> [PROMPT] Take the entries below and retype them word for word, excluding the images.

> [Stored data entries]
* * * * * * * * *

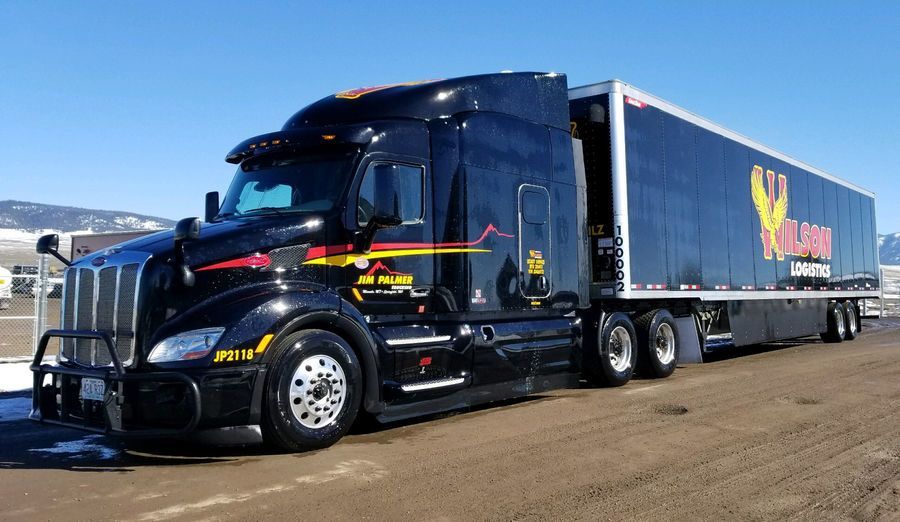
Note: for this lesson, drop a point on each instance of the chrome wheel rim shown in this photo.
(619, 349)
(665, 343)
(317, 391)
(839, 320)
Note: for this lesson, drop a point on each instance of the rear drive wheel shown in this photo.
(313, 391)
(851, 320)
(658, 342)
(616, 353)
(836, 324)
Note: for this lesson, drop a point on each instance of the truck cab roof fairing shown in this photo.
(538, 97)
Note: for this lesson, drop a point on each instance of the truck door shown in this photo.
(534, 242)
(397, 276)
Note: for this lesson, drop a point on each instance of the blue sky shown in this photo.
(132, 106)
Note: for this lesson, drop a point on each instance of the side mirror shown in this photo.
(386, 203)
(212, 206)
(49, 244)
(187, 229)
(387, 192)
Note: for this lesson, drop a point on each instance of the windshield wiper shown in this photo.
(276, 210)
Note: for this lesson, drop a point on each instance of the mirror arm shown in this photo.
(367, 237)
(59, 256)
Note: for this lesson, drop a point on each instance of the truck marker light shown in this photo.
(264, 343)
(252, 261)
(637, 103)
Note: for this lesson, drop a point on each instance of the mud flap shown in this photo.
(689, 344)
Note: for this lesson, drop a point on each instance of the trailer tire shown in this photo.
(658, 343)
(836, 324)
(851, 321)
(613, 360)
(313, 391)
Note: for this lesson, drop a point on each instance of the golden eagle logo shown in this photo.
(772, 211)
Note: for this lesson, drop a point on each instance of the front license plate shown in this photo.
(92, 389)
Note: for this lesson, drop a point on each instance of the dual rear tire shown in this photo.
(842, 322)
(650, 344)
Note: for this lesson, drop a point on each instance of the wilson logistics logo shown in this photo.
(782, 235)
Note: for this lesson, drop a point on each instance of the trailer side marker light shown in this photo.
(264, 343)
(637, 103)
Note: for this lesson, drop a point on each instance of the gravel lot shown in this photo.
(806, 431)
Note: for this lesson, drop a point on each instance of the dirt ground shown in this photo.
(808, 431)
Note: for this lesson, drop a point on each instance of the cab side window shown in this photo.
(411, 183)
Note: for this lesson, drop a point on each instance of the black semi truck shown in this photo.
(406, 249)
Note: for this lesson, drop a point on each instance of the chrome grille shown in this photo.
(102, 299)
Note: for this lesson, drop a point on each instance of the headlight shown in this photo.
(186, 346)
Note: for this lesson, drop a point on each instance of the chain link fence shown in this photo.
(29, 305)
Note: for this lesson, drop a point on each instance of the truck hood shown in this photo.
(226, 239)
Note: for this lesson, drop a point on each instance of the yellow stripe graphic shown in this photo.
(349, 259)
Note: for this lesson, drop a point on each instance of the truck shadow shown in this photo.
(29, 445)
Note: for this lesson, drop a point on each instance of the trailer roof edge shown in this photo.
(619, 86)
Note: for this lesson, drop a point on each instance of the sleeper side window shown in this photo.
(410, 183)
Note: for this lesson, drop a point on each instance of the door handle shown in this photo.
(419, 292)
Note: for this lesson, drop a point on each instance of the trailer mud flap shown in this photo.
(689, 351)
(754, 322)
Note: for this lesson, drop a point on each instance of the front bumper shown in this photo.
(151, 404)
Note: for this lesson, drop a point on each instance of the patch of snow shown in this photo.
(15, 376)
(82, 448)
(16, 408)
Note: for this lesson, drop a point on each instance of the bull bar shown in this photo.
(113, 397)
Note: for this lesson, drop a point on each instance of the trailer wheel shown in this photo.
(313, 391)
(616, 353)
(658, 342)
(836, 324)
(851, 318)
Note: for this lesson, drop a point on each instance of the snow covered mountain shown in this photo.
(22, 223)
(31, 217)
(889, 248)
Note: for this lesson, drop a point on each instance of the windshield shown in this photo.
(277, 183)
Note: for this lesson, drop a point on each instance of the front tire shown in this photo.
(658, 342)
(313, 391)
(616, 352)
(851, 321)
(836, 324)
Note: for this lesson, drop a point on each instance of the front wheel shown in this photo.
(313, 391)
(613, 361)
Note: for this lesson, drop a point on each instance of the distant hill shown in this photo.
(889, 249)
(32, 217)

* * * * * * * * *

> [ANSWER BOX]
Note: for this lesson, drop a point on each instance of the chrome wheel rim shown in this photo.
(619, 349)
(665, 343)
(317, 391)
(839, 320)
Note: for this lesson, drop a point on each instance of the rear drive wheel shown in this photo.
(313, 391)
(851, 320)
(658, 342)
(616, 353)
(836, 324)
Note: for this lesson, drop a point on each instance of the truck cab roof fairing shown in this photo.
(538, 97)
Note: for this lesson, drop a point on each instance of the truck door shown in this photo.
(534, 242)
(397, 276)
Note: for this lesson, drop a point on each instance of the blue sky shown in this photo.
(132, 106)
Note: for this lesson, drop a point on each instance of the side mirror shown in this photo.
(386, 203)
(212, 206)
(49, 244)
(187, 229)
(387, 192)
Note: for this lesson, drop a point on each instance of the windshield wiper shown in this photo.
(276, 210)
Note: for this lesson, drop a point on each instance of the mirror arm shown in this photo.
(367, 237)
(59, 256)
Note: for this lesson, drop a point on each instance of the truck marker light shown in this photo.
(264, 343)
(252, 261)
(637, 103)
Note: for this lesson, drop a point on each instance of the mud flap shown in this photo.
(689, 344)
Note: for this lesson, drop a point on each instance of the trailer tire shown in this photo.
(658, 343)
(836, 324)
(851, 321)
(613, 360)
(313, 391)
Note: for this lesson, drop a point on each instance of the golden eagle logo shown in this photo.
(772, 211)
Note: for this lesson, drop a point on each instance of the front license plate shown in this photo.
(92, 389)
Note: for this lesson, drop a point on each instance of the dual rear tire shown in this photo.
(842, 322)
(650, 344)
Note: for this lesson, drop a point on each instance of the wilson logistics logo shown in this photo.
(782, 235)
Note: for this lesson, drop a point on each instance of the trailer side marker light shown in this photo.
(264, 343)
(637, 103)
Note: for this lesson, drop a point on each instance of the gravel lot shown in this photo.
(806, 431)
Note: for this lesson, drop a point on each instance of the dirt ground shown in this photo.
(808, 431)
Note: for this lesson, drop a point on each instance of the cab side window shown in this photo.
(411, 183)
Note: for this lesson, drop a point on each instance of the black semi truck shown in this photo.
(406, 249)
Note: for this lesson, drop a point on each instance of the chrome grille shown in this photo.
(102, 299)
Note: for this lesson, drop a point on each instance of the headlight shown in this photo.
(186, 346)
Note: for this lesson, drop a point on each instance of the chain link fence shown in this photo.
(29, 305)
Note: for this lesson, drop a point on each instance of the truck hood shown in this photo.
(226, 239)
Note: for this lesson, drop a point on each instance of the yellow stripe graphic shown in this photo.
(349, 259)
Note: for this lesson, drop a point on each instance of the truck shadow shown in this photo.
(29, 445)
Note: for this lesson, drop a point on each instance of the trailer roof edge shown in this photo.
(619, 86)
Note: for this lesson, drop a point on each instance of the sleeper side window shown in this photo.
(410, 183)
Note: for this lesson, drop a point on each instance of the door handle shown in this photo.
(419, 292)
Note: for this lesson, drop a point on each instance of the trailer mud flap shown in this photo.
(689, 351)
(754, 322)
Note: for this lesson, drop a point on each instance of the front bumper shown in this photo.
(151, 404)
Note: for this lesson, drop a point on each instance of the patch of snow shown in this photo.
(15, 376)
(82, 448)
(16, 408)
Note: for this lesson, drop a point on each instance of the bull bar shown in this photo.
(113, 397)
Note: for this lesson, drop a point on each instance of the trailer wheel shown in this photo.
(313, 391)
(616, 353)
(658, 342)
(836, 324)
(851, 318)
Note: for this lesson, drop a point on each instance of the snow covered mountain shown in this photo.
(22, 223)
(31, 217)
(889, 248)
Note: for this lesson, drop a point on each instance of the windshield shown in this photo.
(277, 183)
Note: for this lesson, drop a point on each instance of the front tire shown in this photo.
(658, 342)
(313, 391)
(616, 352)
(851, 321)
(836, 324)
Note: for this lesson, drop a point on each instance of the front wheel shown in this photo.
(313, 391)
(613, 361)
Note: for this lesson, drop a point on each instance of the distant hill shown in this photo.
(889, 249)
(32, 217)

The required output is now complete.